# Exercise requirements
Starting at the line containing "Put a dot on each instance of the brown" and running through the end of the items, copy out only that part again, requests included. Raise every coordinate number in the answers by 33.
[Begin Supplied data]
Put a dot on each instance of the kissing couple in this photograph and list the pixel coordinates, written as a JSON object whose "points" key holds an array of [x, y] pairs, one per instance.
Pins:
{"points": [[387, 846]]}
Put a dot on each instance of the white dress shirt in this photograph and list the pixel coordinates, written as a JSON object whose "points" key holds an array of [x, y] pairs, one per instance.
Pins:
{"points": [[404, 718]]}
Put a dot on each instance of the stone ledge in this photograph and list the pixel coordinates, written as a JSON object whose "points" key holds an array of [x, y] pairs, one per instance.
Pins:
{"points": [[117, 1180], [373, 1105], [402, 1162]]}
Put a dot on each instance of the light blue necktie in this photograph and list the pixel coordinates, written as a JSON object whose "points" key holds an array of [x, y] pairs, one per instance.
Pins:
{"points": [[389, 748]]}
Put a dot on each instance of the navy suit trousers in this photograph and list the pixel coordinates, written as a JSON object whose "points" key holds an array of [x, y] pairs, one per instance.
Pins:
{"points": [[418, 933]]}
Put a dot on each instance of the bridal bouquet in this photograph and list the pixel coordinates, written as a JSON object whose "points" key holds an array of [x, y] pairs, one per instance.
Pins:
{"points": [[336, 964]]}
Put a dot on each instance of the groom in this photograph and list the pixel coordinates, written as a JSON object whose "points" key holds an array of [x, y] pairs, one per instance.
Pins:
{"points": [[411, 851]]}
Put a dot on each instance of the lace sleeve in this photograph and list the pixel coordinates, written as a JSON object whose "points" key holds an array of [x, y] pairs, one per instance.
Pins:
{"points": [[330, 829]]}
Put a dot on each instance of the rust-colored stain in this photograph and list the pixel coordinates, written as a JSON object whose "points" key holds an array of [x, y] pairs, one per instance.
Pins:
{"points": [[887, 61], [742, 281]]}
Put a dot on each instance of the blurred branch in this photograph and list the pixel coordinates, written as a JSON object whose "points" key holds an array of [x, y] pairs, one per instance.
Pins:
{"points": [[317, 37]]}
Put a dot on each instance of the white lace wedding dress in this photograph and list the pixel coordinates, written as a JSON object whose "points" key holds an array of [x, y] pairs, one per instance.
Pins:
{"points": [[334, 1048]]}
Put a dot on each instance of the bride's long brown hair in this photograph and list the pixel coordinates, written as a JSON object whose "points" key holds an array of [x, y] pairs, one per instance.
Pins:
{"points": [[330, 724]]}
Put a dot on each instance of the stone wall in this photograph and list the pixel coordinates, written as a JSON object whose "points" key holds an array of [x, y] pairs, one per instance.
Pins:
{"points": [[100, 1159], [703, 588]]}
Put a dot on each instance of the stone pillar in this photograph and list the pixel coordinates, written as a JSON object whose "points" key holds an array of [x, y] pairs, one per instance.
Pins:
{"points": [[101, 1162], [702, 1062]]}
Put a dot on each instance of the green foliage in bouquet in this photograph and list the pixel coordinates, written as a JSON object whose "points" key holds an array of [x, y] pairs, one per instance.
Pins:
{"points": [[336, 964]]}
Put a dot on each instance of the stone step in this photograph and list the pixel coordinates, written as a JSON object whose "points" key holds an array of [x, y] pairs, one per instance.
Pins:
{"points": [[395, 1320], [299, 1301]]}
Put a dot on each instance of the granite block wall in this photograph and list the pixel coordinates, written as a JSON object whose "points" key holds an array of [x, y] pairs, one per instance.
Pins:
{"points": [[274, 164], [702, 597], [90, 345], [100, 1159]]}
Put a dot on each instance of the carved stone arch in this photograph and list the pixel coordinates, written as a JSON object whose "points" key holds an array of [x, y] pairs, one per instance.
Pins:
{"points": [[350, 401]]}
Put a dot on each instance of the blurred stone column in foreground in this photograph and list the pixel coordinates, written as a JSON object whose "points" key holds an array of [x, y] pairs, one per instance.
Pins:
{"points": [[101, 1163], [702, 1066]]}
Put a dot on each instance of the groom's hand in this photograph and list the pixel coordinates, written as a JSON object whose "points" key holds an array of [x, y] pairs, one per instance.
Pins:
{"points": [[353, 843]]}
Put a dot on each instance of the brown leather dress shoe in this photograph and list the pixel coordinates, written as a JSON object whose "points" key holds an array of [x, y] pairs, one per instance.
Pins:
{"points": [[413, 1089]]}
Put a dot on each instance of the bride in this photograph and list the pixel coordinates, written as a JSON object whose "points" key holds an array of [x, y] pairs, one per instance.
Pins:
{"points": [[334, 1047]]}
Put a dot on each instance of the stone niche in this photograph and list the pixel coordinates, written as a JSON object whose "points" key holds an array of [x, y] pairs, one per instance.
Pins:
[End Supplied data]
# Correct output
Put a dot on each instance of the brown leather dress shoe in this photograph and list the pixel coordinates, written as a JSON object whose "points" key holds an array of [x, y] pairs, one per instance.
Pins:
{"points": [[446, 1122]]}
Put a dot on each instance of the bride in this photograph and list the pixel coordinates, written as a JSON object whose "points" key holds an array of [x, y] pairs, one per instance.
Pins:
{"points": [[367, 1080]]}
Put a dot on each instance of the stone niche in this photograph and list the pixel coordinates, written as a JSON object whose "points" key holds an array of [x, y] pairs, one per instance.
Pins:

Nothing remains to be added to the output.